Content starts

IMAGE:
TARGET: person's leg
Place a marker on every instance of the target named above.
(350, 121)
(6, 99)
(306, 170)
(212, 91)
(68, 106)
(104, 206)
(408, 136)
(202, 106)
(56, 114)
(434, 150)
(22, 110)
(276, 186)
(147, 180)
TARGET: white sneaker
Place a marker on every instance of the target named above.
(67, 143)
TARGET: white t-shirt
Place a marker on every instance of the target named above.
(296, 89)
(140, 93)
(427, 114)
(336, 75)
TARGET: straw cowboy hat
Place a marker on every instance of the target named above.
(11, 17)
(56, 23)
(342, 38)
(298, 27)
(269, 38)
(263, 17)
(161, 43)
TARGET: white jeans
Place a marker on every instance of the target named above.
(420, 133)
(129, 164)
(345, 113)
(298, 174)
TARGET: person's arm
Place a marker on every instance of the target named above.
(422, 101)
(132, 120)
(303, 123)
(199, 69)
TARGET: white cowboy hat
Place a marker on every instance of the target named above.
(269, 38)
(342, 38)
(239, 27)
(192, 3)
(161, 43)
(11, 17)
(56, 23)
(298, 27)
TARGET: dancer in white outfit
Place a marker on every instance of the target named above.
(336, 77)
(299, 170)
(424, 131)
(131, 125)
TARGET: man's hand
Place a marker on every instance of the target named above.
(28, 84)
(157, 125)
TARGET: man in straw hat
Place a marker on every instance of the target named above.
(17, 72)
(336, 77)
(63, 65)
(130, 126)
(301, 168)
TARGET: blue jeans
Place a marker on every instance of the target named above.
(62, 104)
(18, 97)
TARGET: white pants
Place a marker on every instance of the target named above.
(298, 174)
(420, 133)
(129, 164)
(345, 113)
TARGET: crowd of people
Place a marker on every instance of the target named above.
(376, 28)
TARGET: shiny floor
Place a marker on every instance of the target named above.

Content ends

Task statement:
Using the material above, copy every line in which the string "cowboy" occurs.

Your solution:
TARGET: straw cowboy hat
TARGET: white cowboy hat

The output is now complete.